Within the listing below, please copy exactly the lines between the line holding "box: [283, 110, 376, 195]" and the line holding "142L357 154V174L371 192L378", inclusive.

=====

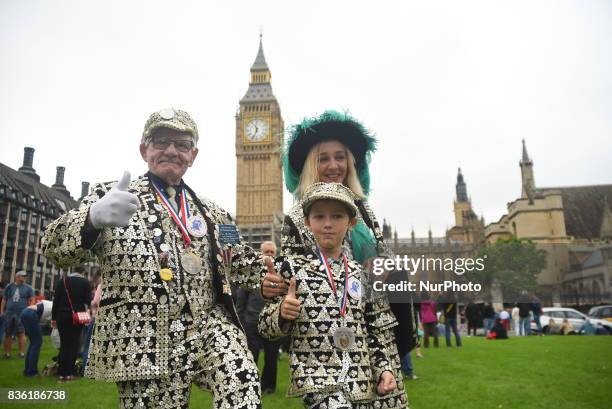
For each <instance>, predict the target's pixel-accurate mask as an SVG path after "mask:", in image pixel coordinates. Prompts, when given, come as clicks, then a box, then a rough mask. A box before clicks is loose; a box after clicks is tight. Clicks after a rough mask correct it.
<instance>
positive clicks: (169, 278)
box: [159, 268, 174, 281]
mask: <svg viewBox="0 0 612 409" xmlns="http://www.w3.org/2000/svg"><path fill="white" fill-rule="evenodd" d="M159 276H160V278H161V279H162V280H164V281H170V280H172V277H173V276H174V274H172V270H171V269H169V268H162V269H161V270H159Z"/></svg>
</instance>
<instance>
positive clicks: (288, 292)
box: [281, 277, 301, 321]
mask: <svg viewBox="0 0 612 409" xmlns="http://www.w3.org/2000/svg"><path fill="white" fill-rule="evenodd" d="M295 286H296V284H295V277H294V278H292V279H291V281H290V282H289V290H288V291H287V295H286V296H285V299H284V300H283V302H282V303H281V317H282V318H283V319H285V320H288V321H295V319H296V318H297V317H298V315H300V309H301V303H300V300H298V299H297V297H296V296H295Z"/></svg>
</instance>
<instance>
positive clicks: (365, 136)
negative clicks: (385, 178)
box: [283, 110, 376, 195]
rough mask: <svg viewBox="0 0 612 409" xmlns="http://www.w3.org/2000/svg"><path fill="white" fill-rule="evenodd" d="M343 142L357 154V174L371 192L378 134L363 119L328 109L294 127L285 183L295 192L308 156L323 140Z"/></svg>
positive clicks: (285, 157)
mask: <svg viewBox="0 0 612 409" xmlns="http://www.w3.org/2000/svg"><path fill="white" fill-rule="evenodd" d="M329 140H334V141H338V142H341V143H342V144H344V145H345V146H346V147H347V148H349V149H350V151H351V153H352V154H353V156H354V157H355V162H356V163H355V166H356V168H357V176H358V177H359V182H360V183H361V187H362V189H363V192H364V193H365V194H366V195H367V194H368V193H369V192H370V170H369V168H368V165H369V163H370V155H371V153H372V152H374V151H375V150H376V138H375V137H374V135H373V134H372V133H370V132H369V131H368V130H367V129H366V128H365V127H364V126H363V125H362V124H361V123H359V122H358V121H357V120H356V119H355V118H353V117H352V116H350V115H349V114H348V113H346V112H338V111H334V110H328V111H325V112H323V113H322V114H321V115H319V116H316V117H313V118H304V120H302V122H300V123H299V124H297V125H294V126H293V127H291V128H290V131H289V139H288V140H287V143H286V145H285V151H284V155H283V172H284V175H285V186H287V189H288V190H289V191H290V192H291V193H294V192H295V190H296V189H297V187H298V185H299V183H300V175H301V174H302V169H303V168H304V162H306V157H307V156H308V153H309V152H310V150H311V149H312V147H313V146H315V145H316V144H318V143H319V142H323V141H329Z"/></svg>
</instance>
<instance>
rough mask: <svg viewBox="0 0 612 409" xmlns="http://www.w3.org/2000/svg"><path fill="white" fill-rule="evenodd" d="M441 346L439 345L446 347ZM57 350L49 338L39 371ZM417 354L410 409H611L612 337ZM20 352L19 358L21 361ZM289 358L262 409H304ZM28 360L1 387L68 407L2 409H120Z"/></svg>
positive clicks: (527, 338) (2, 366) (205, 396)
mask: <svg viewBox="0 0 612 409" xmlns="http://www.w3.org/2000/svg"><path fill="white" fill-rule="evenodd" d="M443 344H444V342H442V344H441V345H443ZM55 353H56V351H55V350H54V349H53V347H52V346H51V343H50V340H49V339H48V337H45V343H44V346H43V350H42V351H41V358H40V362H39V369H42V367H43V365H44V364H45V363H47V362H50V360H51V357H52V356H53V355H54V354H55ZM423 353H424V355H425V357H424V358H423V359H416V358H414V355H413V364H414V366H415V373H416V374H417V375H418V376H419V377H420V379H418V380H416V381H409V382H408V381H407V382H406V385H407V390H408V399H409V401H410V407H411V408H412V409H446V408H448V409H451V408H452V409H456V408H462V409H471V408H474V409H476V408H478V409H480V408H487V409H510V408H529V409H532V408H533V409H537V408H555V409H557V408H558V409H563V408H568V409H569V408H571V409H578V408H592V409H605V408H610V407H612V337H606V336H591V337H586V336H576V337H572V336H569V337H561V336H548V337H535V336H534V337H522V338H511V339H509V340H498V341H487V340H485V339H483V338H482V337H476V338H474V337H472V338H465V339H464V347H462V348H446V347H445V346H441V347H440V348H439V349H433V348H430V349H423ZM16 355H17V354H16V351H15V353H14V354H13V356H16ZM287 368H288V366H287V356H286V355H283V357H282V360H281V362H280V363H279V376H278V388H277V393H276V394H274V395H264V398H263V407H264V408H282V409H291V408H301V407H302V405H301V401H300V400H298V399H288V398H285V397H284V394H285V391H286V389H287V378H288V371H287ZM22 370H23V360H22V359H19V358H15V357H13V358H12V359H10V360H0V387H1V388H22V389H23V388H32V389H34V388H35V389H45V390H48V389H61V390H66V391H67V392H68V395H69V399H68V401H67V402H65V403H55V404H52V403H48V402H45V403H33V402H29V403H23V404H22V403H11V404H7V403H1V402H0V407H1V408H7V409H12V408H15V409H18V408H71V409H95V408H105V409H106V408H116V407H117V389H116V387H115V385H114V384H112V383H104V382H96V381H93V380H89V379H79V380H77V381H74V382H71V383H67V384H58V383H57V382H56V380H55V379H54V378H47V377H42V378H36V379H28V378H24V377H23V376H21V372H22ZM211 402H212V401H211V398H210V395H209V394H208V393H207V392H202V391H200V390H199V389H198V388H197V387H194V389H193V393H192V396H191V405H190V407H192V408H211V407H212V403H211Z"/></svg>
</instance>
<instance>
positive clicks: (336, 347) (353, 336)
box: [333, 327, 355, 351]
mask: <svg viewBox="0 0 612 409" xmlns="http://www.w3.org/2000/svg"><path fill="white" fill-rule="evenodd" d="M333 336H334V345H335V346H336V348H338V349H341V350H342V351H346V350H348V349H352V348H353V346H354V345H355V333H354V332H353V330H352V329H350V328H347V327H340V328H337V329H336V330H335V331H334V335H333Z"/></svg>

=====

• EXERCISE RESULT:
box: [283, 110, 376, 195]
rough mask: <svg viewBox="0 0 612 409" xmlns="http://www.w3.org/2000/svg"><path fill="white" fill-rule="evenodd" d="M343 142L357 154V174L371 192L378 134L363 119L328 109L294 127L285 183L295 192L308 156L323 140Z"/></svg>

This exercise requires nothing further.